### WRITTEN TASK
Reproduce the listing below word for word, leaving out the pictures.

### MATERIAL

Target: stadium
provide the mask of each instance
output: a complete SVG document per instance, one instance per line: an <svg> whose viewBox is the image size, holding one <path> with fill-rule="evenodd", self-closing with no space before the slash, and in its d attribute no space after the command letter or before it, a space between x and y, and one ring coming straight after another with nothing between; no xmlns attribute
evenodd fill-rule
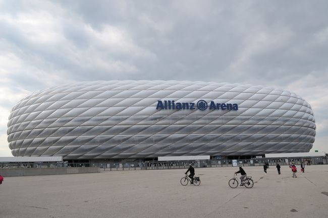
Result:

### WORKED SOLUTION
Target: stadium
provide the mask of each instance
output: a complete SVG document per instance, one instance per line: an <svg> whose viewBox is the image size, holding one <path> with fill-rule="evenodd", self-closing with no space before the slash, and in its d attribute no space after the command letter or before it, a space between x and y, and one ring coming straight after another with nothing between; no xmlns attribute
evenodd fill-rule
Result:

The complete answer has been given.